**Exercise objective**
How many of the lines below contain the string "surface"? Reply with the number alone, counting a match only when its capitalization is identical.

|---|

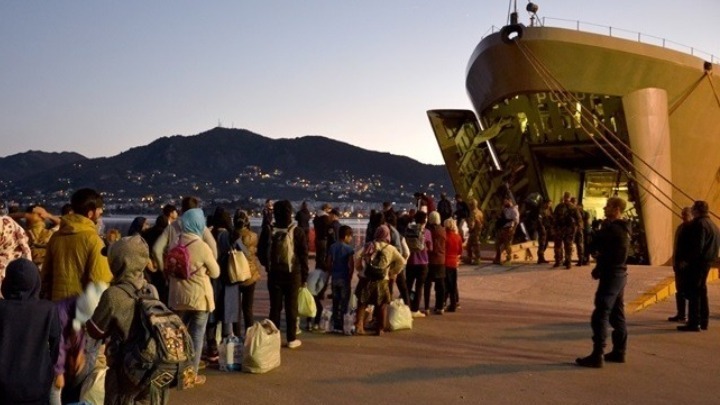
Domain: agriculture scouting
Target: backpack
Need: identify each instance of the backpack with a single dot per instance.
(159, 349)
(415, 238)
(177, 261)
(376, 265)
(282, 248)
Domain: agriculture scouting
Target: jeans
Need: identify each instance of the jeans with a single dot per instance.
(610, 307)
(401, 282)
(341, 299)
(196, 321)
(283, 288)
(451, 284)
(417, 273)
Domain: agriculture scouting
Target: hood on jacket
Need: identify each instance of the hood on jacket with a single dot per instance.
(22, 280)
(75, 223)
(193, 221)
(128, 258)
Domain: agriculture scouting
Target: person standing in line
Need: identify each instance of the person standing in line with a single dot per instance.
(453, 251)
(703, 244)
(436, 265)
(285, 274)
(566, 220)
(114, 317)
(545, 226)
(680, 260)
(475, 222)
(341, 265)
(303, 217)
(13, 243)
(611, 247)
(419, 240)
(444, 207)
(247, 240)
(171, 234)
(193, 299)
(29, 337)
(509, 220)
(462, 212)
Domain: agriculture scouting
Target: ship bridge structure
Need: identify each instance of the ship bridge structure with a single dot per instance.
(560, 110)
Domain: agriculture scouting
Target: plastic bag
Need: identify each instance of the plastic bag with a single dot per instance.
(399, 315)
(326, 320)
(306, 303)
(349, 323)
(230, 353)
(316, 281)
(262, 348)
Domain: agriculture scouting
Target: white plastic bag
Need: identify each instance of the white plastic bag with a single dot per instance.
(316, 281)
(306, 303)
(399, 315)
(230, 353)
(262, 348)
(326, 323)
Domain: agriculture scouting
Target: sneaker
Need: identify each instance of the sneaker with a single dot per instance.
(614, 357)
(592, 361)
(677, 318)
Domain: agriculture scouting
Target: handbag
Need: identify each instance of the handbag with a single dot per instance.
(238, 266)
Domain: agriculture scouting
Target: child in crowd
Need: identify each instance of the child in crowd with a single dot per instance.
(340, 261)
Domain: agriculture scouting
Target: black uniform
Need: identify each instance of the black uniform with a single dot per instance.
(611, 245)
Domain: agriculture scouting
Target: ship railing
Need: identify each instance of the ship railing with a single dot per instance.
(621, 33)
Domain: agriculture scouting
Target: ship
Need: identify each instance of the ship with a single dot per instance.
(563, 109)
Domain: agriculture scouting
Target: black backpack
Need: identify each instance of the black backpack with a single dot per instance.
(159, 349)
(282, 248)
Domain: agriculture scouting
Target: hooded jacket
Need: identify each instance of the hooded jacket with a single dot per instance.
(74, 258)
(29, 337)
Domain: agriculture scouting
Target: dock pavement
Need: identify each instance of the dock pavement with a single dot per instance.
(513, 341)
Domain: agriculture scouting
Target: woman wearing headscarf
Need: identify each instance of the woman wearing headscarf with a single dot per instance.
(30, 337)
(371, 291)
(246, 240)
(193, 299)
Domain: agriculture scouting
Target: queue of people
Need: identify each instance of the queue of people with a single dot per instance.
(77, 309)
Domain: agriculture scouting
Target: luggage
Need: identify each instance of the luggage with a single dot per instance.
(261, 351)
(230, 353)
(399, 315)
(306, 303)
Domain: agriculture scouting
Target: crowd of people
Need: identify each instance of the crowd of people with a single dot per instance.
(51, 270)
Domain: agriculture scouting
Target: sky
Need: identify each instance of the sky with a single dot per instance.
(101, 77)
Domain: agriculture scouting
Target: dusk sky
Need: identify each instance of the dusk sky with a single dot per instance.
(100, 77)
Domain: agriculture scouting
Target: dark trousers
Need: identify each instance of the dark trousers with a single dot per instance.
(610, 307)
(401, 282)
(680, 299)
(417, 273)
(695, 286)
(283, 288)
(451, 286)
(247, 296)
(437, 276)
(341, 299)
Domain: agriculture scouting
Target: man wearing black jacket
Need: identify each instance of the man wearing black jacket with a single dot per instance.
(284, 281)
(702, 241)
(610, 245)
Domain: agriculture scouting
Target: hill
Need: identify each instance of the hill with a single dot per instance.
(236, 164)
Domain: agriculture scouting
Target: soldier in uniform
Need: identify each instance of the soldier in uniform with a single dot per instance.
(475, 222)
(566, 219)
(545, 226)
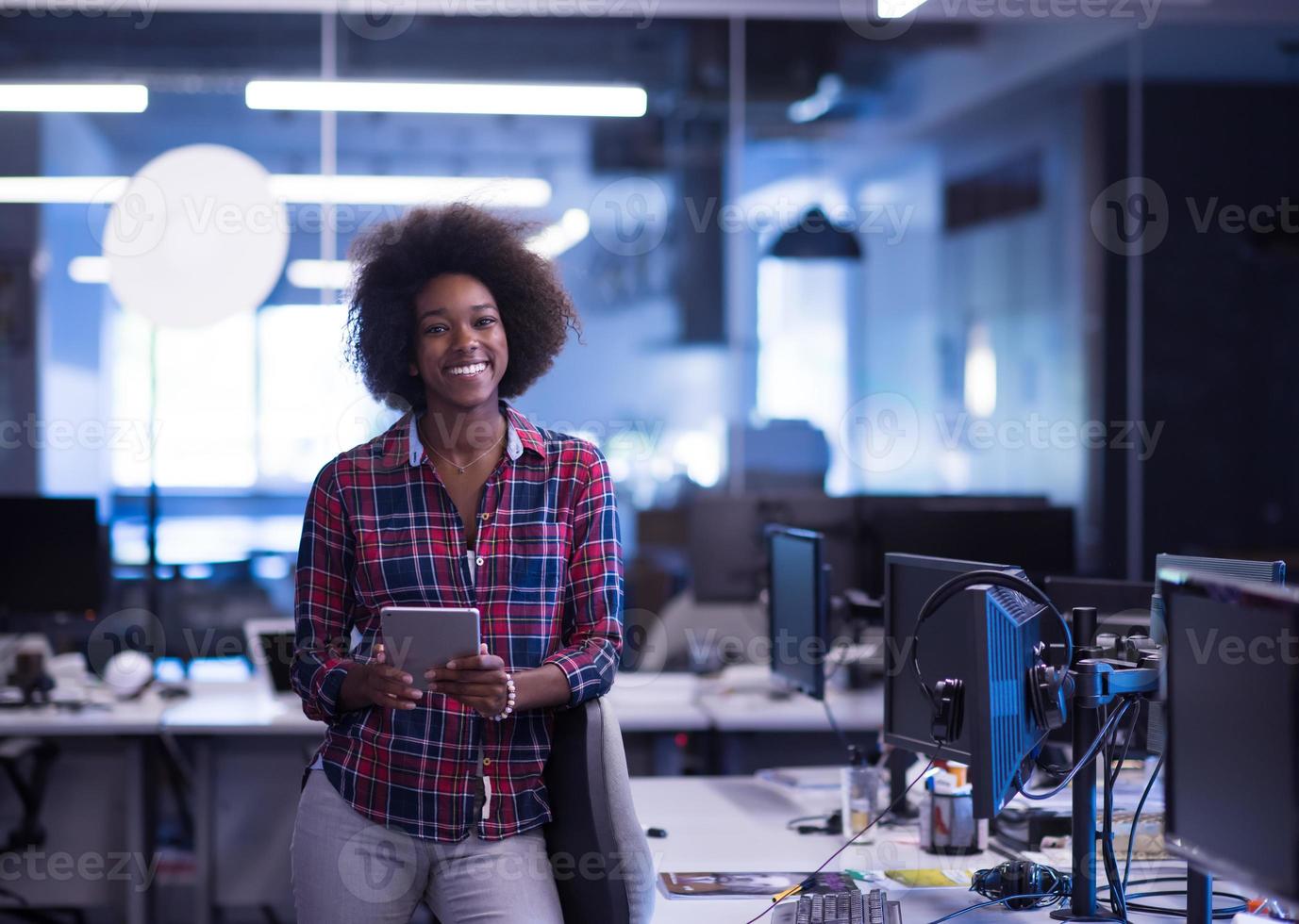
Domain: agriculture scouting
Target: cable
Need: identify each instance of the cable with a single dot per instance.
(1217, 914)
(1177, 913)
(1117, 899)
(995, 900)
(1132, 833)
(851, 840)
(1078, 765)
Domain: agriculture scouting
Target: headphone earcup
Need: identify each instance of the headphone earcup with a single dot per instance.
(948, 710)
(1048, 690)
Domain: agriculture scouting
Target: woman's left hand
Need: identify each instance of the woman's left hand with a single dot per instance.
(478, 682)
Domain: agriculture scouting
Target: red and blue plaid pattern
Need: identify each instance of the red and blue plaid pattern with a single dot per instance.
(381, 530)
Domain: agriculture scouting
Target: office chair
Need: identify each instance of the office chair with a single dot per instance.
(590, 797)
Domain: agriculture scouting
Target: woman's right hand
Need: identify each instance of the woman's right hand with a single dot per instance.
(378, 685)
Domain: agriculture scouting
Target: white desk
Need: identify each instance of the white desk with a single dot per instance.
(108, 744)
(737, 824)
(758, 711)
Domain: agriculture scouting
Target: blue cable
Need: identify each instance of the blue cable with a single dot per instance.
(998, 900)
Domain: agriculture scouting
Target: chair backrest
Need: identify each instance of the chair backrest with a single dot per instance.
(599, 854)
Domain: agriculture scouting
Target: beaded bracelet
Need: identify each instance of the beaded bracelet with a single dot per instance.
(509, 699)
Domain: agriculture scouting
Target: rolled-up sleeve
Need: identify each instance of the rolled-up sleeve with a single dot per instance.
(323, 600)
(592, 601)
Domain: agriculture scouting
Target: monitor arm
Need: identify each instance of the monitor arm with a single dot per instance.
(1096, 682)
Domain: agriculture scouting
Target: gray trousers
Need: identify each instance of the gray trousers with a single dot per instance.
(348, 868)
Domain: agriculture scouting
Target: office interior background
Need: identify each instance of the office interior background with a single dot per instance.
(1000, 280)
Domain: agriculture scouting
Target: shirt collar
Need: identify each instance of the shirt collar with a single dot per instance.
(404, 435)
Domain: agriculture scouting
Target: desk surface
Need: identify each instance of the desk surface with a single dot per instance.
(644, 703)
(137, 717)
(736, 824)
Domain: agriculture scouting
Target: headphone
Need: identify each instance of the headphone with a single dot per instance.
(1048, 685)
(1024, 879)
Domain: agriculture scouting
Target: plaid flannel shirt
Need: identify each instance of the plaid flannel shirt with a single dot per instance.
(381, 530)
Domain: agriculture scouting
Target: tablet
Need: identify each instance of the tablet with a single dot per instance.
(421, 637)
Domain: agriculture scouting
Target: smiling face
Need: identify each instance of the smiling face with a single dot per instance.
(458, 343)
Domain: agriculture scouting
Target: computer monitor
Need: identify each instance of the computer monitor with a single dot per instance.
(985, 636)
(1268, 572)
(1232, 692)
(51, 555)
(269, 645)
(799, 607)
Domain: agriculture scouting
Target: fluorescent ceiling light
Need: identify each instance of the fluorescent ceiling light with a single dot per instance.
(554, 240)
(488, 99)
(89, 269)
(895, 9)
(58, 190)
(335, 274)
(503, 192)
(73, 97)
(519, 192)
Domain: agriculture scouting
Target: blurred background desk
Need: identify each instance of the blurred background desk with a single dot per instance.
(247, 751)
(81, 755)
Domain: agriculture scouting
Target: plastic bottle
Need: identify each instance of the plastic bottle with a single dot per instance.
(858, 790)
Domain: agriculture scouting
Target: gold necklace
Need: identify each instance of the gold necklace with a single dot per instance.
(460, 469)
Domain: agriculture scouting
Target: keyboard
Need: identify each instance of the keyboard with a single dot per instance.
(840, 907)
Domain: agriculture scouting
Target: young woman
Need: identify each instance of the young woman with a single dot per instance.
(430, 788)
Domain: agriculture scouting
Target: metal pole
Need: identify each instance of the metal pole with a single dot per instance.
(1199, 897)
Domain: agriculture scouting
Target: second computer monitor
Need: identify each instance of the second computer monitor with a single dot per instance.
(798, 602)
(1232, 693)
(985, 636)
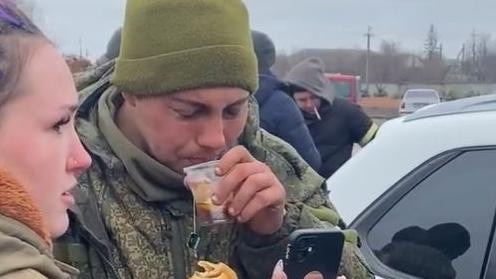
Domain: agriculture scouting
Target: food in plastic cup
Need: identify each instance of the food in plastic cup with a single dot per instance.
(202, 180)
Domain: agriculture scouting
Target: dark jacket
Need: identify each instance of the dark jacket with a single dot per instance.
(342, 123)
(280, 116)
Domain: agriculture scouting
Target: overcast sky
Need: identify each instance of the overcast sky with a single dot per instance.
(294, 24)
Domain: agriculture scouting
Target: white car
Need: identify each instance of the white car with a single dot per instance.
(414, 99)
(422, 194)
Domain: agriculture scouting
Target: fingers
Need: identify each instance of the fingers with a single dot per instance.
(279, 271)
(236, 155)
(252, 194)
(232, 181)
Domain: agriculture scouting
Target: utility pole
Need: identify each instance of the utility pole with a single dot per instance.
(80, 47)
(474, 54)
(367, 58)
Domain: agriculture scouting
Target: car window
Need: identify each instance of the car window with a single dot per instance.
(422, 94)
(440, 229)
(341, 88)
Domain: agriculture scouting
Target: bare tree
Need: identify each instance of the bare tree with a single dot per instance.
(431, 43)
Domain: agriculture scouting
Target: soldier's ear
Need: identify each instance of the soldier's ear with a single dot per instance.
(130, 99)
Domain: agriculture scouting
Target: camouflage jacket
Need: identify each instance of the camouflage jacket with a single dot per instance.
(91, 247)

|---|

**Answer to this exercise**
2